DIRECTIVE
Rewrite the data below from the line with "Target — ornamental capital" through the end, keeping every line including the requests. Offset each answer coordinate by adding 16 to both numbers, and leave the sample pairs in the format lines as they are.

EXERCISE DATA

---

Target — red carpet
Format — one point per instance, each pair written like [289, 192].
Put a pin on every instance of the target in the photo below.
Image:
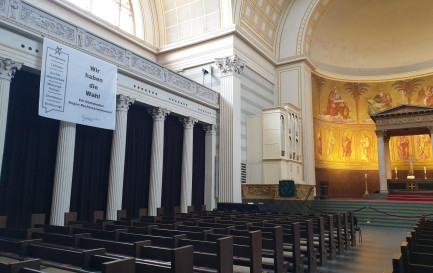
[410, 197]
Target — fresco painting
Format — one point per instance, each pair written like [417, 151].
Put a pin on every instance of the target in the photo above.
[344, 131]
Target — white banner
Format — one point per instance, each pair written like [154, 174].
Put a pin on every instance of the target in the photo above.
[76, 87]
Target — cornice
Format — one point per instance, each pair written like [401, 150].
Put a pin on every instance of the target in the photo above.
[38, 24]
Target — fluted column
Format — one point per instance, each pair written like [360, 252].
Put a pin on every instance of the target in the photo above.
[117, 163]
[229, 189]
[155, 184]
[209, 163]
[7, 72]
[186, 186]
[387, 157]
[382, 161]
[63, 173]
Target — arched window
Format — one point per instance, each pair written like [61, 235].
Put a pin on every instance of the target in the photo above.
[116, 12]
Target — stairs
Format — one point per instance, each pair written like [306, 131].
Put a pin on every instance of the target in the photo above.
[410, 197]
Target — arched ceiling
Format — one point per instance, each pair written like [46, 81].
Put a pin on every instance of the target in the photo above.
[371, 38]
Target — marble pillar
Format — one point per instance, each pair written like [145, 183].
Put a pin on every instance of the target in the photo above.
[156, 161]
[63, 173]
[209, 175]
[386, 139]
[117, 163]
[186, 180]
[382, 161]
[229, 185]
[7, 72]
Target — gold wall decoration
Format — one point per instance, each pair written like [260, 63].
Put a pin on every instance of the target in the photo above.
[344, 131]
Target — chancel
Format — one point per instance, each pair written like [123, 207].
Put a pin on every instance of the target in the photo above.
[214, 135]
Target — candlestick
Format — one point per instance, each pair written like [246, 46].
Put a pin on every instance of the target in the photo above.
[366, 186]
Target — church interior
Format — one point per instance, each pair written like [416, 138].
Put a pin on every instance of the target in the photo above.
[227, 136]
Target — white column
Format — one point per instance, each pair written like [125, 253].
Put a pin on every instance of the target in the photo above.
[209, 176]
[382, 161]
[387, 157]
[7, 71]
[307, 127]
[186, 184]
[155, 183]
[63, 173]
[229, 189]
[117, 163]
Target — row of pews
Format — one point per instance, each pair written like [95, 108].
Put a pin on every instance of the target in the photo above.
[206, 241]
[417, 251]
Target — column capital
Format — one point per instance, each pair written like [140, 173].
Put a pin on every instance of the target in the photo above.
[8, 68]
[381, 133]
[159, 114]
[210, 129]
[231, 65]
[123, 102]
[188, 122]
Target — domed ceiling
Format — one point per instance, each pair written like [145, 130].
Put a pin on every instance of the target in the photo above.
[371, 37]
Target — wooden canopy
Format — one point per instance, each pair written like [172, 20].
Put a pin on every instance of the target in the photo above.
[405, 120]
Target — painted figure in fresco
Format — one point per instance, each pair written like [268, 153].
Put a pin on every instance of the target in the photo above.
[403, 147]
[365, 147]
[336, 105]
[347, 146]
[330, 145]
[319, 144]
[379, 103]
[422, 142]
[426, 96]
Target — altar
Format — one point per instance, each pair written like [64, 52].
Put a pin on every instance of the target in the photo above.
[410, 185]
[402, 120]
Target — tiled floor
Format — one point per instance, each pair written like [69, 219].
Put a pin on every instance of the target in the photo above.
[373, 255]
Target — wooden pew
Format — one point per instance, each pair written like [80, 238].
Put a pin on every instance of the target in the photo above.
[173, 260]
[213, 256]
[246, 251]
[167, 242]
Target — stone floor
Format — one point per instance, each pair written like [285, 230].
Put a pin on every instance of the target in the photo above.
[373, 255]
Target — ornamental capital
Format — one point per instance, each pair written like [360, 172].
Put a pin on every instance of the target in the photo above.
[188, 122]
[159, 114]
[8, 68]
[211, 129]
[123, 102]
[231, 65]
[381, 133]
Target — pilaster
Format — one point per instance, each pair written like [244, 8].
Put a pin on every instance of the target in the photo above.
[117, 163]
[382, 160]
[155, 183]
[230, 130]
[63, 173]
[186, 186]
[209, 177]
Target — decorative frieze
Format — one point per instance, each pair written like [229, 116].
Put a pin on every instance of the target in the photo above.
[43, 22]
[38, 21]
[4, 4]
[211, 129]
[232, 65]
[159, 114]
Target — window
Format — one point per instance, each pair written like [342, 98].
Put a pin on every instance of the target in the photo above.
[116, 12]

---

EXERCISE SOLUTION
Target — ornamental capital
Format — one point per instance, each pair written like [360, 172].
Put a pin on every instance of the target in the photo above.
[204, 138]
[175, 130]
[24, 84]
[227, 145]
[139, 118]
[247, 81]
[397, 149]
Target — pilaster
Format — one point per instance, each pair written like [244, 8].
Put a pin on every instance of the target in the photo above.
[133, 179]
[398, 176]
[171, 199]
[246, 146]
[79, 189]
[202, 202]
[225, 193]
Target — decorative frieze
Format — one point per instance, each pair written like [229, 116].
Put a pin on every instance of the target in the photo above.
[59, 38]
[54, 37]
[20, 20]
[227, 145]
[248, 81]
[175, 130]
Target — window
Format — one point per instance, each pair written like [342, 98].
Put a pin on every instance of the target in the photo above.
[132, 28]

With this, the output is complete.